• O que fazer
A. Segundo a entrevista, quantas outras mulheres a "Bancada do Batom" uniu?
B. Diga se cada afirmação concorda com a entrevista e cite as palavras que decidem a resposta: (i) Lídice da Mata considera a inclusão econômica das mulheres um passo substancial; (ii) o Brasil já alcançou o ideal na participação política das mulheres; (iii) a Constituinte mencionada é a de 1988.
C. Reescreva o trecho da entrevista que começa em "Socialismo Criativo – A" e termina em "sucesso da iniciativa?", trocando "Bancada do Batom" por "bancada feminina".

**** Texto para análise

Confira a entrevista, na íntegra:
Socialismo Criativo – Mesmo sendo um exemplo, as mulheres em geral ainda têm um longo caminho a percorrer em termos de igualdade de gênero e mesmo na ocupação de espaços de poder. A partir da sua experiência, é possível dizer que Brasil está no caminho para conter a exclusão política das mulheres? O que falta para chegarmos a níveis políticos e sociais mais equitativos?
Lídice da Mata – O Brasil, digamos, deu um passo quando estabeleceu cotas para as mulheres, cotas obrigatórias para as eleições. E, principalmente agora, que determinou cota do fundo partidário, mas está muito longe do ideal. Nós precisamos primeiro da inclusão das mulheres no trabalho, a inclusão econômica das mulheres é passo substancial.
Socialismo Criativo – A senhora integrou, ainda durante a Constituinte de 1987, a chamada “Bancada do Batom” que, unindo outras 25 mulheres, atuou ativamente na elaboração e aprovação de leis de garantia dos direitos das mulheres, com a aprovação de mais de 30 projetos relacionadas ao tema. Ao que a senhora credita o sucesso da iniciativa?

********
**** Material selecionado

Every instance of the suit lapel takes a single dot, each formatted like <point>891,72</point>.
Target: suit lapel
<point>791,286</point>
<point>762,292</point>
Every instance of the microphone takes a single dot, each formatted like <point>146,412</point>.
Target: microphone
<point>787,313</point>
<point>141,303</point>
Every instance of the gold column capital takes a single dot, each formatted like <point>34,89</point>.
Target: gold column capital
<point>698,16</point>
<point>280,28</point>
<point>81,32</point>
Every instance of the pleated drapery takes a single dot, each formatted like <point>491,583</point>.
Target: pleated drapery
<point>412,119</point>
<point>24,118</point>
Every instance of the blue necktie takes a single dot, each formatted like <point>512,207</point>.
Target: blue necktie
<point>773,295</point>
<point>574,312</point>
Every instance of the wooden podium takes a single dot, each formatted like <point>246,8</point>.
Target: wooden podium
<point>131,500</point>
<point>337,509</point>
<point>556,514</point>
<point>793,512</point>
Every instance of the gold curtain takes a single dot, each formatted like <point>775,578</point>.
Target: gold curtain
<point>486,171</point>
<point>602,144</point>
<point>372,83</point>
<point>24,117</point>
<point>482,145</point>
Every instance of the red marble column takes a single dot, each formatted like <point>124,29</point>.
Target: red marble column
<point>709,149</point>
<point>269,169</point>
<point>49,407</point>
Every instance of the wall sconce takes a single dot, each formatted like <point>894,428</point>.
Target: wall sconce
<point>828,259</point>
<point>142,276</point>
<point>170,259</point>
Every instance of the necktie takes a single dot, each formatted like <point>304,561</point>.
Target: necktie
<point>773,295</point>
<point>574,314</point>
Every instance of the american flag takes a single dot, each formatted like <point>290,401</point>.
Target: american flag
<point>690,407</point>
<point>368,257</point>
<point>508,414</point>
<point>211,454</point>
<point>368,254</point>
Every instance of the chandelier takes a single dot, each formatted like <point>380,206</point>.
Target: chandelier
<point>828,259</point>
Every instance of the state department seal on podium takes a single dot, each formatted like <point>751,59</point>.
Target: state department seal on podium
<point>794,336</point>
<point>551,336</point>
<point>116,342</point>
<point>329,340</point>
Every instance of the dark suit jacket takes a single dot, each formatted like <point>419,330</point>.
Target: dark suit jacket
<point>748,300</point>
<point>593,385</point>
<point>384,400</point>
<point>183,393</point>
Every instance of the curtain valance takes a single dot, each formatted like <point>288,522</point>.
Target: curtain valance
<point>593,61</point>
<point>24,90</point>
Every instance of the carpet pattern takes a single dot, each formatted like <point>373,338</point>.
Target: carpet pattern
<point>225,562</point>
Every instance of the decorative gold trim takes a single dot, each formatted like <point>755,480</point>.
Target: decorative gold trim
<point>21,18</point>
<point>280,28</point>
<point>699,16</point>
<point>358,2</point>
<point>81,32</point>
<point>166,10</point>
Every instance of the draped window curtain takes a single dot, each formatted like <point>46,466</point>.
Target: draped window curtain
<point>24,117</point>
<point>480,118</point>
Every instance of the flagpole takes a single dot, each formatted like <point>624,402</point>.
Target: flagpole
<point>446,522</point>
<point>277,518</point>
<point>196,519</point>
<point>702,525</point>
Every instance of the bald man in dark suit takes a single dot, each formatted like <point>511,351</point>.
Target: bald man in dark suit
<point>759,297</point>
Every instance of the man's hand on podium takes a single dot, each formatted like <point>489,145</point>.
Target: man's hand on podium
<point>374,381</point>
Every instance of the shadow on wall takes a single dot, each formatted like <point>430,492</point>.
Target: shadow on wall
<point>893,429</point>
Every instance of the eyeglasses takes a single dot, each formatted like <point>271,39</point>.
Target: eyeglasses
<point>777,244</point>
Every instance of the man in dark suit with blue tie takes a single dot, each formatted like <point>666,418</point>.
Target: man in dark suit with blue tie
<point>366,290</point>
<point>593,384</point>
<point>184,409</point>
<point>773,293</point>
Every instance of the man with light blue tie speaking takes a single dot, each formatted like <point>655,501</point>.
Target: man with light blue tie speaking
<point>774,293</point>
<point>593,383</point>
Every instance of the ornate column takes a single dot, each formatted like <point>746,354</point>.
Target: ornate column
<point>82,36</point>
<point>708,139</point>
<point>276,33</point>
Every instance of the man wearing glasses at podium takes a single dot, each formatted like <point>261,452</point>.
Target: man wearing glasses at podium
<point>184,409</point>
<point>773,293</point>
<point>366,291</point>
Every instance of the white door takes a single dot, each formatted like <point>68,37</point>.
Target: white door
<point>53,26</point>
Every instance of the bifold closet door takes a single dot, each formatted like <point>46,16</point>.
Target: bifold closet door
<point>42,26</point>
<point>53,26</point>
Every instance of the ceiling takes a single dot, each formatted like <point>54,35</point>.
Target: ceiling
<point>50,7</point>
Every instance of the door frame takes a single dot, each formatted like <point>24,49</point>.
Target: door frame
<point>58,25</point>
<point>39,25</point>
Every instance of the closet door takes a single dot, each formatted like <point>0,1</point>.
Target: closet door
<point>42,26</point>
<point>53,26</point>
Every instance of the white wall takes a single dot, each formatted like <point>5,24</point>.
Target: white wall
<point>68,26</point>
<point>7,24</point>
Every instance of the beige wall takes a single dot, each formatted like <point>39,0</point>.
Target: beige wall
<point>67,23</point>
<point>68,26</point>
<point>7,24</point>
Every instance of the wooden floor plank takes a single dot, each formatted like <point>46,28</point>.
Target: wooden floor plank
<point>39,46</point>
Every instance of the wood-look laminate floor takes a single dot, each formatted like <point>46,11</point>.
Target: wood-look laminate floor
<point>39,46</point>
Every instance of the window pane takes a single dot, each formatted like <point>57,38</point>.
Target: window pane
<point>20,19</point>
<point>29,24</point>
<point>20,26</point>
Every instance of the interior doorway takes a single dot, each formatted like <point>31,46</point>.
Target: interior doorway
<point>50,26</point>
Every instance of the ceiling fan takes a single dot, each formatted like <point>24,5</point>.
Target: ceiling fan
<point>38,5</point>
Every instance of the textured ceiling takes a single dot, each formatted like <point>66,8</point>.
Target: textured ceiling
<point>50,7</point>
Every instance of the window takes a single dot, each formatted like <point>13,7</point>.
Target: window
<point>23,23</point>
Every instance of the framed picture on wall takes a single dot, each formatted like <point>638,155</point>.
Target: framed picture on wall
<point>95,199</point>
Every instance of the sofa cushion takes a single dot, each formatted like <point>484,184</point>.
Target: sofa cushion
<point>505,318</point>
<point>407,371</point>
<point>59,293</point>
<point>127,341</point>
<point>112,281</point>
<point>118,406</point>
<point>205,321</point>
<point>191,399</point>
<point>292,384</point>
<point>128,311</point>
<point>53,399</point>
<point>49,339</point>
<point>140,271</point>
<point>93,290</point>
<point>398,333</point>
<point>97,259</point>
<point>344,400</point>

********

• Tarefas resolvidas
A. Outras 25 mulheres.

B.
(i) Sim: "a inclusão econômica das mulheres é passo substancial".
(ii) Não: "mas está muito longe do ideal".
(iii) Não: "Constituinte de 1987".

C.
Socialismo Criativo – A senhora integrou, ainda durante a Constituinte de 1987, a chamada “bancada feminina” que, unindo outras 25 mulheres, atuou ativamente na elaboração e aprovação de leis de garantia dos direitos das mulheres, com a aprovação de mais de 30 projetos relacionadas ao tema. Ao que a senhora credita o sucesso da iniciativa?